─── ENTRIES PROVIDED

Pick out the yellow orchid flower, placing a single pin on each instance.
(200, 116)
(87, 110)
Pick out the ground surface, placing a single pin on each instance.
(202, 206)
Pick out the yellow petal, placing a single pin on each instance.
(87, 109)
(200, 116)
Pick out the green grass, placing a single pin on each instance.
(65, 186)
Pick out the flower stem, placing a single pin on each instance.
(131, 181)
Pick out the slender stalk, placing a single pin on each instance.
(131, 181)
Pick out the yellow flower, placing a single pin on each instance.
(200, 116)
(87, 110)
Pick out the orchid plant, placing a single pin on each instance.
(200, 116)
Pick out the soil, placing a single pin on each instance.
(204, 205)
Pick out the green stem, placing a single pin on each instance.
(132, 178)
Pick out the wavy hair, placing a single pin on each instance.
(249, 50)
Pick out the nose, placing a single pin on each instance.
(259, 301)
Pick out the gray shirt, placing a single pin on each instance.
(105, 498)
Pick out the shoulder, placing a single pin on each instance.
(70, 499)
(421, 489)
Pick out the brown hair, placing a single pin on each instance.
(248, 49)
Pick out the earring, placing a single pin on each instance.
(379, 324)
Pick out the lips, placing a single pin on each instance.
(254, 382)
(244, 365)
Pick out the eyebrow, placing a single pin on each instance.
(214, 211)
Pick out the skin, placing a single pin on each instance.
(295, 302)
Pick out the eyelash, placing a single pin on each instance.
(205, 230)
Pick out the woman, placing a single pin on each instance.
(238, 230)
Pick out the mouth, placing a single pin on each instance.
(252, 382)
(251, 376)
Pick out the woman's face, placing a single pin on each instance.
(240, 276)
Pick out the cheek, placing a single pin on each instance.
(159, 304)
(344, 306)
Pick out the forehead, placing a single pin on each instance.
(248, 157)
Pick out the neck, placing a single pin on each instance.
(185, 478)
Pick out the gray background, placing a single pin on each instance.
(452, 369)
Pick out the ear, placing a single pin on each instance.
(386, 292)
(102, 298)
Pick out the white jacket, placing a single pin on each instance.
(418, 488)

──────

** WORK TO DO **
Copy every record above line for line, without changing a word.

** RESPONSE TO THIS EXERCISE **
Pick out the yellow orchid flower, placing a single pin on each instance.
(200, 116)
(87, 110)
Pick out the ground surface, placing a single pin on each instance.
(202, 206)
Pick out the yellow petal, placing a single pin on each instance.
(87, 109)
(200, 116)
Pick out the green grass, placing a single pin on each instance.
(65, 186)
Pick out the flower stem, placing a single pin on each instance.
(131, 181)
Pick out the slender stalk, placing a single pin on each instance.
(131, 181)
Pick out the yellow flower, placing a single pin on each instance.
(200, 116)
(87, 110)
Pick out the orchid plant, placing a single pin on each instance.
(200, 116)
Pick out the soil, placing a single pin on each instance.
(204, 205)
Pick out the green stem, placing a single pin on each instance.
(132, 178)
Pick out the wavy hair, placing a single pin on each instance.
(249, 50)
Pick out the nose, placing a single pin on each instance.
(259, 301)
Pick out the gray shirt, placing a single pin on each instance.
(105, 498)
Pick out the shoulder, placing a single pin on each instance.
(70, 499)
(421, 489)
Pick out the brown hair, placing a single pin on each instance.
(248, 49)
Pick out the earring, placing a single pin on each instance.
(379, 324)
Pick out the lips, placing a single pin on each instance.
(254, 382)
(244, 365)
Pick out the eyebrow, placing a single pin on each instance.
(214, 211)
Pick out the skin, placing a single pin on each instance.
(295, 302)
Pick out the eyelash, placing a single pin on each instance.
(205, 230)
Pick out the woman, placing a single pin on each instance.
(238, 230)
Pick out the mouth, placing a single pin on each instance.
(252, 382)
(251, 376)
Pick out the woman's face, placing a single pin on each instance.
(240, 276)
Pick out the cheek, placing a single pin on each instance.
(159, 304)
(344, 306)
Pick out the forehead, placing a single pin on each instance.
(248, 157)
Pick out the neck, placing a single pin on each instance.
(185, 478)
Pick out the gray background, placing a single pin on each instance.
(452, 369)
Pick out the ear, placing a single pin on each instance.
(386, 292)
(102, 298)
Pick out the white jacket, placing a single pin on each instance.
(418, 488)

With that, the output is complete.